The opinion of the court was delivered by: WEINFELD
EDWARD WEINFELD, District Judge.
This action was commenced in September 1967 by the Securities and Exchange Commission (SEC) against North American Research and Development Corporation (North American) and forty-two other defendants for a permanent injunction against continued violations of the registration
and antifraud provisions of the Securities Act of 1933
and the Securities Exchange Act of 1934
and the rules and regulations thereunder.
In essence, the defendants were charged, singly and in concert, with selling blocks of unregistered North American stock and with fraudulent conduct in the sale of the stock. As the case progressed from the commencement of suit, when plaintiff applied for preliminary injunctive relief, through an appeal and remand as to some defendants, permanent injunctions or other dispositions were entered as to all defendants except North American, Edward White, its chief executive officer, K. Ralph Bowman, its secretary-treasurer, and Alfred Blumberg, a stock broker who was president of an inactive brokerage firm and who had been engaged in various aspects of the securities business. As to the latter four, preliminary injunctive relief was in effect pending a trial on the merits.

# [Supplied entries]
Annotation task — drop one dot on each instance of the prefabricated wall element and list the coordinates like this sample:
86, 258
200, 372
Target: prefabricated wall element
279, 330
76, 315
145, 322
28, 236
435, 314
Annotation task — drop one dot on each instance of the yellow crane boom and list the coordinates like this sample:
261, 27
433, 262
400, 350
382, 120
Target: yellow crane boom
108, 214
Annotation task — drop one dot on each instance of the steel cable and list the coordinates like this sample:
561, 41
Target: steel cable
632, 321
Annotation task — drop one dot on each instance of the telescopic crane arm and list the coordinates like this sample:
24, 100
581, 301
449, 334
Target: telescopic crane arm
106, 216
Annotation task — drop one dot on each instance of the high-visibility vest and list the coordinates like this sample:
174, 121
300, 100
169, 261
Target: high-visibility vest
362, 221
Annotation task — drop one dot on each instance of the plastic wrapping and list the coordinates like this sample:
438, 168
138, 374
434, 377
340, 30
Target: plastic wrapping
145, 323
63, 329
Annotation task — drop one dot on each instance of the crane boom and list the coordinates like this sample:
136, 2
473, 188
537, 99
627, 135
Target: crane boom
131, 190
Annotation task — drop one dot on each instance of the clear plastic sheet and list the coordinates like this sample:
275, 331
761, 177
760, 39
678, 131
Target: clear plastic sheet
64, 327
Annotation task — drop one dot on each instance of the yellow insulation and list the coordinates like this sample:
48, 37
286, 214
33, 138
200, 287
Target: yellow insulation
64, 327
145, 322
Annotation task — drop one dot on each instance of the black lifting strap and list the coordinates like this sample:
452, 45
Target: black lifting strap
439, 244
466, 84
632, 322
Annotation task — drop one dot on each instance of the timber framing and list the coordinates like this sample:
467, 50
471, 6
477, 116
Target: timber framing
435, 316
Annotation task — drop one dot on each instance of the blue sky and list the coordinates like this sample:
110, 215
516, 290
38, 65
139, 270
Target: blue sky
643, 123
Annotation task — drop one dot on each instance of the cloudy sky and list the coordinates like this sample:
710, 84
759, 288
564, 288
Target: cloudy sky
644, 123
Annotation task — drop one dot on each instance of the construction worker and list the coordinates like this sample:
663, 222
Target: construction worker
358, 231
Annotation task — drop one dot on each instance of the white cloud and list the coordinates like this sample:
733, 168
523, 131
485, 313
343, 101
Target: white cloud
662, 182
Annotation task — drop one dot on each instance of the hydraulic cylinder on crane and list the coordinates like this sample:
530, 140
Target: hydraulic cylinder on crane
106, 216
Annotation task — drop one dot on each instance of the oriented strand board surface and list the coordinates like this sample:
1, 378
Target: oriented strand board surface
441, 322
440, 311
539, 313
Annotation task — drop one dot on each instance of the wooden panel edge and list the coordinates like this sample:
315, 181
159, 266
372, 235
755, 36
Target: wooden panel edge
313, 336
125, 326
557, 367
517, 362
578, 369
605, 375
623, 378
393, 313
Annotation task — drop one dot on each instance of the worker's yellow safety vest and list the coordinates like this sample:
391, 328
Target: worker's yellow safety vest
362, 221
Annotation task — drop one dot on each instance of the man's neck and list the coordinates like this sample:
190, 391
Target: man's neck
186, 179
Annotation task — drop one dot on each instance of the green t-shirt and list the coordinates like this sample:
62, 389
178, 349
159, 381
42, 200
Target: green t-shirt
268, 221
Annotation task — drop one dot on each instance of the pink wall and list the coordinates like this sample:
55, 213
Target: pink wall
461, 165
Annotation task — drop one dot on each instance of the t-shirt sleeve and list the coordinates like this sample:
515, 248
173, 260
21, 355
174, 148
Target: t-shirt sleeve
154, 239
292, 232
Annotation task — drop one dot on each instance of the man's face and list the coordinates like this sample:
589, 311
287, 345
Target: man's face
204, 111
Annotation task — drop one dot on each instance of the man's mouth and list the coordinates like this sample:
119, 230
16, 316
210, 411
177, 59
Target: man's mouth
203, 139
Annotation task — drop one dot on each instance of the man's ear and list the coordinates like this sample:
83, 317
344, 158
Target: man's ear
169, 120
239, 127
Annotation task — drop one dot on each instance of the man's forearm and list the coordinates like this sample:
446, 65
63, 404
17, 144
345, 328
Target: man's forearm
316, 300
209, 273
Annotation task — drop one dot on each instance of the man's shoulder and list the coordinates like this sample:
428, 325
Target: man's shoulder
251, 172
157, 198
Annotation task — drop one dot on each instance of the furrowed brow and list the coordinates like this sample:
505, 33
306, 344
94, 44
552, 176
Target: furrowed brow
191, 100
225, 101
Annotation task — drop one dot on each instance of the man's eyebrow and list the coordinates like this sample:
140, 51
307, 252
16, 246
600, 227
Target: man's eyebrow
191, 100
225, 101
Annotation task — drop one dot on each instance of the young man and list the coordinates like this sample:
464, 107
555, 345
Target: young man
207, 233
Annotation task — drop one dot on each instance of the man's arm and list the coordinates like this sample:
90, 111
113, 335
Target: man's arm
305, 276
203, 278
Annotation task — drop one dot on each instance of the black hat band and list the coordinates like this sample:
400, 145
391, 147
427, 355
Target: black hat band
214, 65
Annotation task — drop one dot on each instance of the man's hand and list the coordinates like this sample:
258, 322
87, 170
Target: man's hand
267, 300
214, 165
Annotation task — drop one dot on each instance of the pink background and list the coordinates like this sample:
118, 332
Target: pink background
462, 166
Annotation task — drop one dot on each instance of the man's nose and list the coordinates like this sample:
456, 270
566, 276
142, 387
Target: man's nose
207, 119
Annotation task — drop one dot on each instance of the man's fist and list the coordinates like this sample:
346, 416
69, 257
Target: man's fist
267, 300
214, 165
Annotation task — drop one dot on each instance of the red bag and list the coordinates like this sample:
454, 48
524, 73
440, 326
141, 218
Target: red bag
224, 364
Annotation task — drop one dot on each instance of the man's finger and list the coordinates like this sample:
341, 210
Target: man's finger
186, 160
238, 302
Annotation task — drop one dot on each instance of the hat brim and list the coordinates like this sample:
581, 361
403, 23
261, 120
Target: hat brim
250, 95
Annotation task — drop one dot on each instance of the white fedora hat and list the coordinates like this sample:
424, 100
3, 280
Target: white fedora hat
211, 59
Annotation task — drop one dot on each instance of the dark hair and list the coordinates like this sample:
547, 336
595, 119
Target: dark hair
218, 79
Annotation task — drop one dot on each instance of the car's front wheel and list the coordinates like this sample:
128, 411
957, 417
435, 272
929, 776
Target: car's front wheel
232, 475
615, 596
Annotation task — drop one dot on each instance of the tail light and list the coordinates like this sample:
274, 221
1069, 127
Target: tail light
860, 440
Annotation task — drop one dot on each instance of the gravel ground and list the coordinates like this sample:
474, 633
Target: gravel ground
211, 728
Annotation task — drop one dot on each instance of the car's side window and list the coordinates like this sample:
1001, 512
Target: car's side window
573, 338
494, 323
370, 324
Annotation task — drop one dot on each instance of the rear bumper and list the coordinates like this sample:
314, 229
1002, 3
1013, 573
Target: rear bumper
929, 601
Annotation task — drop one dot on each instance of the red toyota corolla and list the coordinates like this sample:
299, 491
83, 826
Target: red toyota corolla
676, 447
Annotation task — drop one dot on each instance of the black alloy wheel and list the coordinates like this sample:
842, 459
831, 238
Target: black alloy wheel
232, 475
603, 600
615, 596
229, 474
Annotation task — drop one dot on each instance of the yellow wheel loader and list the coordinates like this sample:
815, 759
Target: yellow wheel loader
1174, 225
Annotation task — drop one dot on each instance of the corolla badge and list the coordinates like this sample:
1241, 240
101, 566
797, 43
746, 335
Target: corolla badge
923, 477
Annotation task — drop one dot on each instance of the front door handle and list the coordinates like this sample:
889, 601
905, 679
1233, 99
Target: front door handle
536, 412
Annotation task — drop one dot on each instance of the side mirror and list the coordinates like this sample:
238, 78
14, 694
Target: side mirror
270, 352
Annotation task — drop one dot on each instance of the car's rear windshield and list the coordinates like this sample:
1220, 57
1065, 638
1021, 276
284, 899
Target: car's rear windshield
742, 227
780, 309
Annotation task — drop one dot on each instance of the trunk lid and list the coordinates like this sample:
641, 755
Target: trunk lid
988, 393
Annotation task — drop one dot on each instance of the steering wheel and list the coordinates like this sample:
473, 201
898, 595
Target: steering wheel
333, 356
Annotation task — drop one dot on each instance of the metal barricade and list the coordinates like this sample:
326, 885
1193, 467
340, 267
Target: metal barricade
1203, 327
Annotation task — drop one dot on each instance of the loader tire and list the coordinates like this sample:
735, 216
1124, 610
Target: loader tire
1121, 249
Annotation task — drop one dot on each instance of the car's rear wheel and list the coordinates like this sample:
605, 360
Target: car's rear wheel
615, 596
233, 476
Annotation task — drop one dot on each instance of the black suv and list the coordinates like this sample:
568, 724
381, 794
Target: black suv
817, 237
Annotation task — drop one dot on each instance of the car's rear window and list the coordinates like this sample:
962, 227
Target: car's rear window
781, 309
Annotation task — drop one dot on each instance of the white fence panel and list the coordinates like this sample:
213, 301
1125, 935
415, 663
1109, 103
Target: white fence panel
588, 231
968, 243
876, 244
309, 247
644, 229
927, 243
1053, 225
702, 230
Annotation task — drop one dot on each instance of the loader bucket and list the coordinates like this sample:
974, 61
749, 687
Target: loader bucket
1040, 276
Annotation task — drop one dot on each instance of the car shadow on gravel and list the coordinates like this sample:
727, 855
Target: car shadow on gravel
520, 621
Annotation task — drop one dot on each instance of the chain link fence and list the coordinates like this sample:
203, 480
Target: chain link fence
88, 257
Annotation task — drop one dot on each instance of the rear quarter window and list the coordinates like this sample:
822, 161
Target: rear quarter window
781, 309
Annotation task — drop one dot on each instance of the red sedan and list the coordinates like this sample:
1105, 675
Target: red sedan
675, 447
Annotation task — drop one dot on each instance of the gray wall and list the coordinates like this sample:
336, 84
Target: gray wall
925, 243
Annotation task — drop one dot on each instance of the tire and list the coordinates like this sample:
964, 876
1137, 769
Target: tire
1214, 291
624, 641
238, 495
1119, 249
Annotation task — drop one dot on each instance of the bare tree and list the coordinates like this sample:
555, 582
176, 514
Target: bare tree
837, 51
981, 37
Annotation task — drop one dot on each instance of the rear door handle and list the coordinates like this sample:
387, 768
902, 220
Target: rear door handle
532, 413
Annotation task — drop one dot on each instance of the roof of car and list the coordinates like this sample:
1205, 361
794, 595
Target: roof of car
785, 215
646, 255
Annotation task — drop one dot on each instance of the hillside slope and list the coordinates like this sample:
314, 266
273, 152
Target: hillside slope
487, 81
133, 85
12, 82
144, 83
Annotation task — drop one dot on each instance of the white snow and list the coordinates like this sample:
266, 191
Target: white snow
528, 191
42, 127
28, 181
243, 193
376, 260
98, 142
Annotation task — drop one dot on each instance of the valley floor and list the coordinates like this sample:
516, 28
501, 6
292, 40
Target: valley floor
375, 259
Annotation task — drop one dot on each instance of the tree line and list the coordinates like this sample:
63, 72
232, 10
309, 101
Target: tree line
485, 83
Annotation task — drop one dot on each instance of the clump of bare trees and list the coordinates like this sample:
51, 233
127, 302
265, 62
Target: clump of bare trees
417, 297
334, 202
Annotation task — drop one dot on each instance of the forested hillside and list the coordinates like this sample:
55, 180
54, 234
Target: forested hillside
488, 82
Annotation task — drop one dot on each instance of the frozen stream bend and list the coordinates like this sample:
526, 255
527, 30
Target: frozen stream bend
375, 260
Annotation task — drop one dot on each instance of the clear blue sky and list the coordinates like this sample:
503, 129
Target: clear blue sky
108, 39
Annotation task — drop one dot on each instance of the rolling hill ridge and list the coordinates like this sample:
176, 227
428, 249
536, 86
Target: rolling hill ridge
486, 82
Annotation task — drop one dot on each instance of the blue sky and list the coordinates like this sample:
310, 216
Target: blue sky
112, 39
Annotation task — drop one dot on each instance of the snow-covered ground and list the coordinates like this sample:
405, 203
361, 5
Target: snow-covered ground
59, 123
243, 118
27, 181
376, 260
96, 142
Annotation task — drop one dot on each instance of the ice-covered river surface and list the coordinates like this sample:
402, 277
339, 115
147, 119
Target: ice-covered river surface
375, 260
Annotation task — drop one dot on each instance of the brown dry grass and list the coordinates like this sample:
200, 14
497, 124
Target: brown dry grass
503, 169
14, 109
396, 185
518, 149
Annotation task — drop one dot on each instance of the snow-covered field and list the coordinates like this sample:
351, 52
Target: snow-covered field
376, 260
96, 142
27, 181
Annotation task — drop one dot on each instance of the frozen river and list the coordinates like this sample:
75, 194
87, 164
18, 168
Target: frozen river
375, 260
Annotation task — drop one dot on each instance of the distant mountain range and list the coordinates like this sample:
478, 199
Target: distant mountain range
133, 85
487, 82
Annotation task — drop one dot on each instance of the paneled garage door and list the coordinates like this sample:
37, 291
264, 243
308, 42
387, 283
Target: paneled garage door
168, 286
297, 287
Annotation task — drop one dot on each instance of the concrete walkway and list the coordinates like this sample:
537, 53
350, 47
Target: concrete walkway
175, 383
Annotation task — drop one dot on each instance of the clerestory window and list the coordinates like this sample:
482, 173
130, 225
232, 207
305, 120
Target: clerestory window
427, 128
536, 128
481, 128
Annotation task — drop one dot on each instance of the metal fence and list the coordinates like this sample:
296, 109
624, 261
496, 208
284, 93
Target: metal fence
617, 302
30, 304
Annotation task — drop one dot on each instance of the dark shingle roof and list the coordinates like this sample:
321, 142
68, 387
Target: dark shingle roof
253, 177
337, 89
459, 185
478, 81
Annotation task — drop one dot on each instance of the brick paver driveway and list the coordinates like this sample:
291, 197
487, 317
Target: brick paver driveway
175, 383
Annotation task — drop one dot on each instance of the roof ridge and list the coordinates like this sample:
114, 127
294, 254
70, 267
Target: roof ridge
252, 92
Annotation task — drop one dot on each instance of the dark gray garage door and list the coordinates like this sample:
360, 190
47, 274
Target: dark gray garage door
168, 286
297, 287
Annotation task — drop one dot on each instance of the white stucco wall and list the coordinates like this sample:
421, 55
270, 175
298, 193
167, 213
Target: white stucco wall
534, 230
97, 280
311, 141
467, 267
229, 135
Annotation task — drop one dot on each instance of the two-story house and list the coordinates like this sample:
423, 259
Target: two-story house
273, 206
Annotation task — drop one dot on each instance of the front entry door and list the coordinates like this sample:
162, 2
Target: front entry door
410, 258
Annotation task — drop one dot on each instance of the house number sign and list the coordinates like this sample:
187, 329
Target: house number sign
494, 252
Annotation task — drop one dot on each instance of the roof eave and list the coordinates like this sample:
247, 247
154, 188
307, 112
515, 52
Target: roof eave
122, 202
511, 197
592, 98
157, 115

# [Exercise details]
Continue the court opinion in the SEC's case against North American Research and Development Corporation, starting after its last sentence.

# [Task answer]
Plaintiff's motion for preliminary injunctive relief was based upon extensive affidavits and testimony taken before then District Judge Walter R. Mansfield. The hearing extended over seven days in January 1968, during which twenty-four witnesses, including the defendants White, Bowman and Blumberg testified. Thereafter, in February 1968, Judge Mansfield rendered a decision and made extensive findings and conclusions of law to the effect that plaintiff had established a strong prima facie case.
Preliminary injunctive relief was granted against most defendants, including North American, White and Bowman; it was denied as to seven defendants, including Blumberg. Upon cross-appeals the order was upheld except insofar as it denied injunctive relief against Blumberg and others, and accordingly was remanded for further proceedings.
Upon remand, although afforded the opportunity to introduce additional evidence, Blumberg, as well as the others, elected to stand on the existing record. After hearing oral argument, Judge Mansfield found that Blumberg had violated the registration and anti-fraud provisions of the securities acts in the sale and distribution of North American stocks, and granted a preliminary injunction against him. In September 1972, Judge Motley granted summary judgment against the corporation, North American and Bowman, finding that each had violated the registration and anti-fraud provisions of the securities acts as alleged in the complaint, but reserved for trial the scope of injunctive relief, if any, to be issued against them. Thus, the unresolved issues now before the court are on plaintiff's application for final judgment against White and Blumberg, and if plaintiff sustains its burden of proof, the scope of the relief to be granted against them, North American and Bowman.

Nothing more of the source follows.